_Goal of the exercise_: Everything from the line that holds "the window and" through the end of the listing below must be retyped word for word, without any pictures.

________

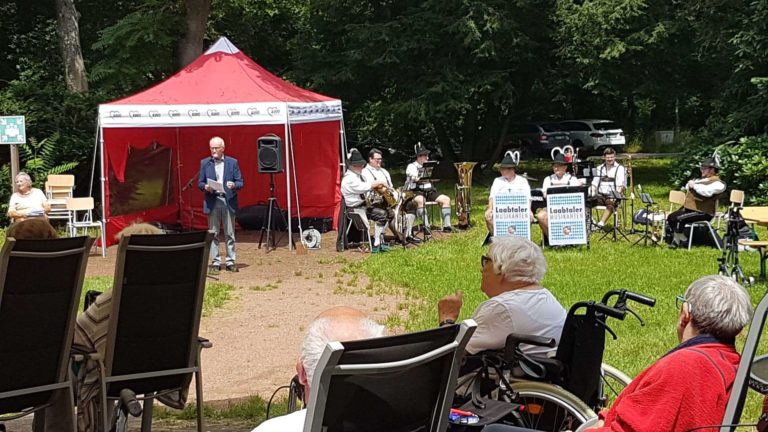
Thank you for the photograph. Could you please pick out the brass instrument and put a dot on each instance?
(382, 195)
(464, 192)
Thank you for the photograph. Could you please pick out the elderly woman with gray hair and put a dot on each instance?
(688, 388)
(517, 303)
(26, 202)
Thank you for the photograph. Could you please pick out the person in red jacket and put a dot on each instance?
(689, 386)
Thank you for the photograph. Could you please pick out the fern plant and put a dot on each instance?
(41, 159)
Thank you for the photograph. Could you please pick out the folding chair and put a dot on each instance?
(59, 187)
(40, 285)
(81, 220)
(400, 383)
(752, 372)
(152, 343)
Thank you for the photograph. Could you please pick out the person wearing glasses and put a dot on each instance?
(689, 386)
(374, 172)
(700, 201)
(611, 176)
(517, 303)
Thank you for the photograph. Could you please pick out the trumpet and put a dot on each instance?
(464, 192)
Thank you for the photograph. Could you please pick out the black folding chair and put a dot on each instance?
(40, 285)
(152, 343)
(400, 383)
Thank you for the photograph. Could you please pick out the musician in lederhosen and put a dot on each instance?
(559, 177)
(425, 192)
(373, 172)
(700, 200)
(508, 181)
(354, 188)
(611, 176)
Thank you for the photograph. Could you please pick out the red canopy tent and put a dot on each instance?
(152, 142)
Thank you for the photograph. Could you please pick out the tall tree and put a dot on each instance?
(68, 29)
(191, 45)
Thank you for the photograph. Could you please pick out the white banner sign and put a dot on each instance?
(511, 215)
(567, 219)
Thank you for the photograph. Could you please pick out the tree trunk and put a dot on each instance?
(191, 45)
(68, 29)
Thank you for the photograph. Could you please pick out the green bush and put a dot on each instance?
(744, 164)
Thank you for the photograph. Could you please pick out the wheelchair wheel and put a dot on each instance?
(612, 382)
(549, 407)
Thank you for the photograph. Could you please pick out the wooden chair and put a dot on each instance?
(40, 285)
(81, 220)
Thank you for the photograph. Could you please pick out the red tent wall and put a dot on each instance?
(316, 153)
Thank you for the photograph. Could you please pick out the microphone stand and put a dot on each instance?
(188, 187)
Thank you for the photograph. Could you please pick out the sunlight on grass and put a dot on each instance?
(439, 268)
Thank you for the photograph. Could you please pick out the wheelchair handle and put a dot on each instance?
(610, 311)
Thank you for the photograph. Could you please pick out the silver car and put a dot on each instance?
(595, 135)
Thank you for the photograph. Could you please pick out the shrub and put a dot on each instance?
(744, 164)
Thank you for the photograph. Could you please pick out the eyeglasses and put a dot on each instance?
(679, 300)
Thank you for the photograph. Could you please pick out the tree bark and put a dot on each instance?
(191, 45)
(68, 30)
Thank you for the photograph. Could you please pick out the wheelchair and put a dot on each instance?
(551, 394)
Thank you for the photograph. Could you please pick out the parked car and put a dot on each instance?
(538, 137)
(595, 135)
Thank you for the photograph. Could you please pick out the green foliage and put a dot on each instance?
(41, 159)
(138, 50)
(744, 164)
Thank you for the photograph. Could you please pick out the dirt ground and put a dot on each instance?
(256, 336)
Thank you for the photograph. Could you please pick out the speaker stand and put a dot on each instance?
(272, 207)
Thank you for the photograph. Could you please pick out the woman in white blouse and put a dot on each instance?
(26, 202)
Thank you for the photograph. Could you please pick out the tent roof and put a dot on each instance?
(222, 86)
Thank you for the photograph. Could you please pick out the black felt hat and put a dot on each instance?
(419, 149)
(355, 158)
(511, 160)
(710, 163)
(559, 159)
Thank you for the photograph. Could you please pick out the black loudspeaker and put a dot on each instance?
(270, 154)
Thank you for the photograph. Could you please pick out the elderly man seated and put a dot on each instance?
(335, 324)
(688, 388)
(517, 303)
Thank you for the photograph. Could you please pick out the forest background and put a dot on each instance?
(453, 74)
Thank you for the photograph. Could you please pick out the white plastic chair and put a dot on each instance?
(736, 200)
(81, 220)
(58, 188)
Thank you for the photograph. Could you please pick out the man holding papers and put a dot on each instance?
(220, 179)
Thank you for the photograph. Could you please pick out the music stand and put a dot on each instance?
(616, 230)
(272, 207)
(646, 235)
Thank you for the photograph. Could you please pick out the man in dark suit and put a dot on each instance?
(220, 206)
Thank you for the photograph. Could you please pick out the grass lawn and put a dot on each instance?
(436, 269)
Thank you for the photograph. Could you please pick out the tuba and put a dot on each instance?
(464, 192)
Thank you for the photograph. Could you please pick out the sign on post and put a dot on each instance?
(567, 219)
(13, 130)
(511, 214)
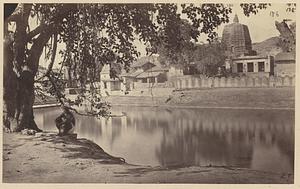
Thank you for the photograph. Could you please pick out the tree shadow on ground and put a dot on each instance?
(79, 149)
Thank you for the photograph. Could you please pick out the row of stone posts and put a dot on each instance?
(193, 82)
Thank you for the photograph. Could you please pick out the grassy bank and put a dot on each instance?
(53, 159)
(261, 98)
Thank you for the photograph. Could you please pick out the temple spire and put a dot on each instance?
(236, 19)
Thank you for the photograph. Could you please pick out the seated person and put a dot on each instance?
(65, 122)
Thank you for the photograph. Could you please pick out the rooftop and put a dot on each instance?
(285, 56)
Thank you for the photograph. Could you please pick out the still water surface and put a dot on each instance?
(256, 139)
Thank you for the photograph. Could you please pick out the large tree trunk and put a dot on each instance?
(18, 94)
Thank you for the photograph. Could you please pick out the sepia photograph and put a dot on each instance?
(148, 93)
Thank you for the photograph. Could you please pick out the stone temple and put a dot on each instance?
(237, 40)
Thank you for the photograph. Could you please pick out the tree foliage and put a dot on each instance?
(98, 34)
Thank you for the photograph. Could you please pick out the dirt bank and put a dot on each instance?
(49, 158)
(247, 98)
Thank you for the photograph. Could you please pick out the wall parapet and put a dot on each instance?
(232, 82)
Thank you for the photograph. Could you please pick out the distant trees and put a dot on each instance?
(94, 34)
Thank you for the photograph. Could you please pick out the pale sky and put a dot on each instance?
(261, 26)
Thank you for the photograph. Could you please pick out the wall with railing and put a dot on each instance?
(187, 82)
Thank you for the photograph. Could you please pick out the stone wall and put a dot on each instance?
(231, 82)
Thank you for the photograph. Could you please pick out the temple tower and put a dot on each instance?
(237, 40)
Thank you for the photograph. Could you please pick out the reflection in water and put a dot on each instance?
(257, 139)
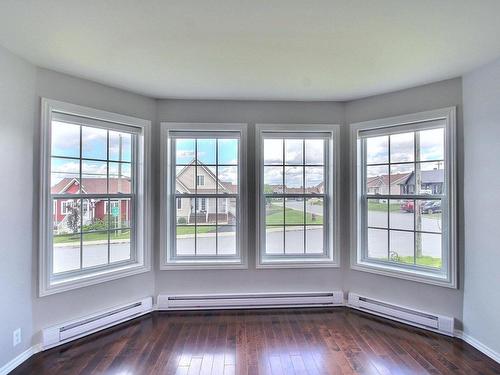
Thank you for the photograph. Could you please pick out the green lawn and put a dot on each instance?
(190, 230)
(274, 215)
(92, 236)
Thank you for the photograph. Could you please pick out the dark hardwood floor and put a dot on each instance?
(294, 341)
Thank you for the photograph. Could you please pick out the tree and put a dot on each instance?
(73, 218)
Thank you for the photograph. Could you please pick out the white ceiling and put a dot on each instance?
(256, 49)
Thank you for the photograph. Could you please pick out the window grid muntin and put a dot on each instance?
(80, 197)
(304, 196)
(217, 135)
(414, 197)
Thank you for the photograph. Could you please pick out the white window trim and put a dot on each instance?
(142, 263)
(449, 279)
(166, 260)
(333, 258)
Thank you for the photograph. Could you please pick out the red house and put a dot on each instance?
(94, 208)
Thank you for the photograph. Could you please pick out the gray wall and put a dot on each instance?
(250, 280)
(481, 94)
(68, 305)
(17, 108)
(427, 297)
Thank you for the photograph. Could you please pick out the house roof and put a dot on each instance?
(92, 185)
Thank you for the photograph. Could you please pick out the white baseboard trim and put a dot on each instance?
(12, 364)
(478, 345)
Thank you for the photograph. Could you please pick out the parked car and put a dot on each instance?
(431, 207)
(408, 206)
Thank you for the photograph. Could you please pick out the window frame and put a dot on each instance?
(141, 262)
(168, 260)
(448, 276)
(332, 257)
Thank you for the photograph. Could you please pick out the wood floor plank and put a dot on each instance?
(257, 342)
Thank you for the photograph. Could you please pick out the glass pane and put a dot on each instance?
(429, 216)
(184, 151)
(228, 151)
(378, 246)
(294, 240)
(119, 245)
(206, 179)
(294, 211)
(377, 213)
(185, 240)
(94, 143)
(275, 213)
(274, 240)
(273, 180)
(206, 151)
(402, 246)
(94, 214)
(314, 239)
(273, 151)
(314, 210)
(226, 240)
(120, 213)
(377, 179)
(185, 179)
(94, 177)
(377, 150)
(228, 178)
(120, 178)
(206, 240)
(66, 252)
(431, 144)
(294, 151)
(402, 214)
(184, 210)
(431, 177)
(65, 174)
(65, 139)
(205, 210)
(429, 252)
(294, 180)
(120, 146)
(94, 249)
(226, 208)
(66, 216)
(400, 174)
(314, 180)
(315, 149)
(402, 147)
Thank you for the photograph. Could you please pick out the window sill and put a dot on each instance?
(98, 277)
(215, 264)
(421, 276)
(297, 263)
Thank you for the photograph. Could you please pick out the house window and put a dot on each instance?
(205, 170)
(404, 198)
(297, 200)
(93, 178)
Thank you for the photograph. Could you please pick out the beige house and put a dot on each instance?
(204, 210)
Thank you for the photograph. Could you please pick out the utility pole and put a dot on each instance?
(416, 205)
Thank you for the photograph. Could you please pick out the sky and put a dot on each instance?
(66, 143)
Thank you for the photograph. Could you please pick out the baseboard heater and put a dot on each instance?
(75, 329)
(433, 322)
(249, 301)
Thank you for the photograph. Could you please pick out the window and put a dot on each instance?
(297, 200)
(93, 187)
(204, 181)
(405, 209)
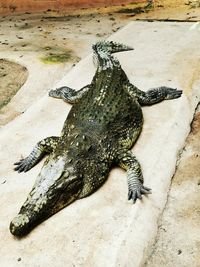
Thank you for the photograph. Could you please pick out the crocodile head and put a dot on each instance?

________

_Output of the exercise_:
Thank you for the photograph. Could you please pick out the window and put a dot on each instance?
(297, 200)
(93, 187)
(204, 181)
(405, 209)
Thank you for the photograph. Could you please pick out the crocodile head and put a dot on each instance?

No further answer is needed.